ESTRATTO:
──────

Come un ponte tra due civiltà (e tra due musei)
Due sezioni principali agli Uffizi e al Bargello, e poi rimandi in altre sedi (lo Stibbert, la Biblioteca Nazionale, il museo Bardini, la villa Medicea di Cerreto Guidi). Il viaggio nei cimeli dell’Islam entrati in città nei secoli, a cui è dedicata la mostra Islam e Firenze. Arte e collezionismo dai
Medici al Novecento (apertura al pubblico da oggi al 23 settembre) ha un andamento diacronico. Indaga cioè con una successione temporale, la fascinazione per l’Oriente dai tempi di Lorenzo il Magnifico sino al secolo scorso. Con un incipit, agli Uffizi, nell’aula Magliabechiana ricoperta di stoffa blu e argento, che intende sedurre lo spettatore. Una giraffa anzi tre: la prima è quella impagliata — arriva dalla Specola — che il viceré d’Egitto Muhammad Alì Pasha donò nel 1835 al granduca di Toscana Leopoldo II, la seconda è raffigurata in un manoscritto che arriva dalla biblioteca Medicea Laurenziana e cita quella donata a Lorenzo dei Medici nel 1487 dal sultano mamelucco d’Egi t to Muhammad ibn Mafuz (nota per aver resistito in città meno di due mesi e già raffigurata in Palazzo Vecchio da Giorgio Vasari) e l’altra è un acquerello su carta di Jacopo Ligozzi, in cui l’animale è accanto a un moro.

──────

Dati di localizzazione di punti nelle immagini
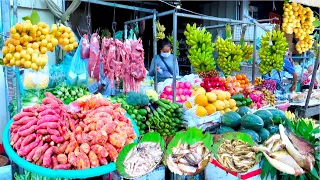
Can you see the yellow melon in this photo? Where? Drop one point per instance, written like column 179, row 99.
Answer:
column 210, row 109
column 201, row 111
column 219, row 105
column 201, row 100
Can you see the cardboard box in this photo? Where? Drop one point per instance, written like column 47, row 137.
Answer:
column 156, row 174
column 215, row 171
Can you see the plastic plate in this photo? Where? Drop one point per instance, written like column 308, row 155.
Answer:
column 52, row 173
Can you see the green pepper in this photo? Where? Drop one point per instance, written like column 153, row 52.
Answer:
column 143, row 112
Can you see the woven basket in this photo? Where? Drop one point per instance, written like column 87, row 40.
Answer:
column 3, row 160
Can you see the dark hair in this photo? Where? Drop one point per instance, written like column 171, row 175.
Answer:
column 164, row 42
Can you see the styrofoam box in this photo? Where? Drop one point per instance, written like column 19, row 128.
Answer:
column 250, row 31
column 214, row 171
column 156, row 174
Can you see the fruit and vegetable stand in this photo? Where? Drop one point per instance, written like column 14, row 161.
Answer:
column 199, row 121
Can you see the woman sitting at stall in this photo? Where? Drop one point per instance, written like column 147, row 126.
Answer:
column 164, row 62
column 288, row 66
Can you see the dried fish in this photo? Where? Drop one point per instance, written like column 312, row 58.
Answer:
column 142, row 159
column 236, row 155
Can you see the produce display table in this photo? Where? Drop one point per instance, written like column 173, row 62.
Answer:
column 312, row 110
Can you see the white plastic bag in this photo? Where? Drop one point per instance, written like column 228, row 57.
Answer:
column 36, row 79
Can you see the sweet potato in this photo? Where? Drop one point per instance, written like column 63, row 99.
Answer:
column 39, row 162
column 24, row 120
column 30, row 155
column 17, row 145
column 28, row 125
column 27, row 131
column 14, row 138
column 54, row 161
column 99, row 150
column 40, row 151
column 102, row 160
column 48, row 118
column 49, row 101
column 85, row 148
column 47, row 112
column 62, row 166
column 23, row 151
column 20, row 115
column 30, row 109
column 57, row 139
column 47, row 157
column 62, row 159
column 71, row 146
column 94, row 162
column 53, row 132
column 83, row 161
column 51, row 125
column 28, row 139
column 72, row 159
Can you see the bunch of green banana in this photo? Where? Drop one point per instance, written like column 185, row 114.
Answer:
column 229, row 55
column 273, row 48
column 170, row 38
column 160, row 31
column 201, row 48
column 247, row 51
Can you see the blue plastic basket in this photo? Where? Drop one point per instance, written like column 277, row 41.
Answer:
column 52, row 173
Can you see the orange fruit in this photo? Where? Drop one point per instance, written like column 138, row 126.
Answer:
column 201, row 111
column 201, row 100
column 188, row 104
column 210, row 109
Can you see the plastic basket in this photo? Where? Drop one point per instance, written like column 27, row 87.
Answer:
column 53, row 173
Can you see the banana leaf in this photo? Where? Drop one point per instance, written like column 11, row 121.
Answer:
column 148, row 137
column 235, row 135
column 191, row 136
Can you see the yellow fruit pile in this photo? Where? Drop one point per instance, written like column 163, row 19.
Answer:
column 28, row 44
column 298, row 20
column 211, row 102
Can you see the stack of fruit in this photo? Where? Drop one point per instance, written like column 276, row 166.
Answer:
column 229, row 55
column 29, row 43
column 201, row 49
column 210, row 102
column 183, row 92
column 273, row 47
column 243, row 80
column 298, row 20
column 259, row 125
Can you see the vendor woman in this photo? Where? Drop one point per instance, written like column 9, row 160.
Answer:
column 164, row 62
column 288, row 66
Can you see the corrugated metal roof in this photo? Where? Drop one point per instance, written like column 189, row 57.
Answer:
column 36, row 4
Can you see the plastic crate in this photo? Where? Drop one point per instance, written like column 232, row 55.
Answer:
column 250, row 31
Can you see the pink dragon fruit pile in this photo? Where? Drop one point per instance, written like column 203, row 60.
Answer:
column 256, row 96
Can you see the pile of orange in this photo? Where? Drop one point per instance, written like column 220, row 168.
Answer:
column 243, row 80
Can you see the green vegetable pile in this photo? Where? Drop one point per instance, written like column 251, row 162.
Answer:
column 67, row 94
column 260, row 125
column 32, row 176
column 241, row 100
column 160, row 116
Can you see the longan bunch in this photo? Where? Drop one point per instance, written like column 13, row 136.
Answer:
column 28, row 44
column 298, row 20
column 65, row 36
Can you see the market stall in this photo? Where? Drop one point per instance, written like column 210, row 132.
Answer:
column 216, row 123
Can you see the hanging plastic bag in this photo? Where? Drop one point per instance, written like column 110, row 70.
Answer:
column 36, row 79
column 85, row 49
column 78, row 73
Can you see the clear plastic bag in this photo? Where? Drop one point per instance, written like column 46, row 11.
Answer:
column 36, row 79
column 78, row 73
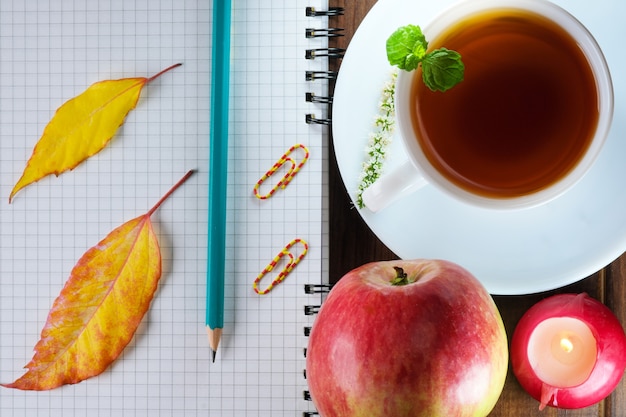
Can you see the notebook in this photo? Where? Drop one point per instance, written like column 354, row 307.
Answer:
column 51, row 51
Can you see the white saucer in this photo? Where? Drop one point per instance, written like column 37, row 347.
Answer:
column 510, row 252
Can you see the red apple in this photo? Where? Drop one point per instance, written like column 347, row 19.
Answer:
column 407, row 338
column 610, row 355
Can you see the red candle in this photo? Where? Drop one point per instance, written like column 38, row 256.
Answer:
column 568, row 351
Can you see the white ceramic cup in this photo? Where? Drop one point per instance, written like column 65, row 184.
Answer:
column 417, row 171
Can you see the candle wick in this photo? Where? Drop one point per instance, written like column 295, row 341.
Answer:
column 567, row 345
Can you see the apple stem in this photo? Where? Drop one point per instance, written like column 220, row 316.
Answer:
column 401, row 277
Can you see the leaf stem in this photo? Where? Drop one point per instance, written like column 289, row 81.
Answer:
column 178, row 184
column 164, row 71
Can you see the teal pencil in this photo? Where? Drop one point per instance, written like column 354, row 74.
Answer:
column 218, row 163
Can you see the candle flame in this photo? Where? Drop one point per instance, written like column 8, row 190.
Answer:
column 567, row 345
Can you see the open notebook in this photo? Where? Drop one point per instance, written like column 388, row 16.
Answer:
column 51, row 51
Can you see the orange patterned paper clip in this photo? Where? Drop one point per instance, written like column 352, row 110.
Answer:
column 291, row 264
column 286, row 179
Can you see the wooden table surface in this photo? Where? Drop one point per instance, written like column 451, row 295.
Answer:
column 353, row 244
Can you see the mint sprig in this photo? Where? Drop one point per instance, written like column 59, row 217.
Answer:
column 442, row 68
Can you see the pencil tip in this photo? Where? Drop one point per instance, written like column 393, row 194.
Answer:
column 214, row 339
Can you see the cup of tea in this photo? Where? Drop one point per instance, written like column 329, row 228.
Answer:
column 526, row 123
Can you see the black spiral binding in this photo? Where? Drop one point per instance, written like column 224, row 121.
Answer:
column 315, row 53
column 312, row 76
column 310, row 310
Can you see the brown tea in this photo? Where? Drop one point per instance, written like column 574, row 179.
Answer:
column 523, row 116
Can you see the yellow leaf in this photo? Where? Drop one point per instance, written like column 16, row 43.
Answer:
column 82, row 127
column 97, row 312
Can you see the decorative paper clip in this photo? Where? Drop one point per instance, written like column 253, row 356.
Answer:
column 286, row 179
column 291, row 264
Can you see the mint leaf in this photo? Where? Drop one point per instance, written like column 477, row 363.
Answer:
column 406, row 47
column 442, row 69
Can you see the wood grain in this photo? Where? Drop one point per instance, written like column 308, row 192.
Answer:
column 352, row 244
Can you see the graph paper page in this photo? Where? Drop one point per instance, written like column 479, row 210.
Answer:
column 53, row 50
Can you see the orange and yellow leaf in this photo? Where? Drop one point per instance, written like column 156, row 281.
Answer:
column 82, row 127
column 102, row 304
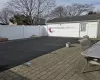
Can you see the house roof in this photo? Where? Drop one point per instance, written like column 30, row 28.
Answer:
column 76, row 18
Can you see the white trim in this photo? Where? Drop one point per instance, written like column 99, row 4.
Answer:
column 73, row 21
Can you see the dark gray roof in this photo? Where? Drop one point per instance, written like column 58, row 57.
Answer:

──────

ATTIVITÀ:
Prosegua l'articolo sulla mostra «Islam e Firenze» a partire dall'ultima frase riportata.

RISPOSTA:
Se volete l’incipit è un po’ la firma di questa esposizione: perché le sinergie tra Firenze e l’Islam in mostra «esplicitano — come ha ricordato Giovanni Curatola, a cui è affidata la curatela — un attenzione mediata dal gusto per l’esotico e il diverso » . Certo i rapporti commerciali furono assidui e frequenti, ma la commistione tra le culture sono limitate ad alcune espressioni d’arte. Una per tutte, L’Adorazione dei
Magi di Gentile da Fabriano (1423) dove le citazioni orientali si trovano nelle vesti arabascate dei magi, nei caratteri arabi sulla tracolla di uno dei personaggi del corteo, nella presenza di animali esotici tra cui un dromedario due scimmie. Quell’opera è un capolavoro di citazioni colte ed esotiche. Per il resto, agli Uffizi, dove le opere sono divise in dieci sezioni, spiccano degli esempi di vasellame ricchissimi, avori intarsiati (tra cui un olifante siciliano, custodito al Bargello che è un tripudio di bassorilievi), porcellane, stoffe e tessuti che spesso, pur essendo chiaramente ispirati alle decorazioni orientali, sono di manifattura italiana. Impressionante per dimensioni un tappeto a tre medaglioni del XVI secolo proveniente da Il Cairo che date la sue misure (10 metri per quasi 5) il curatore l ha definito «lo scendiletto di Dio».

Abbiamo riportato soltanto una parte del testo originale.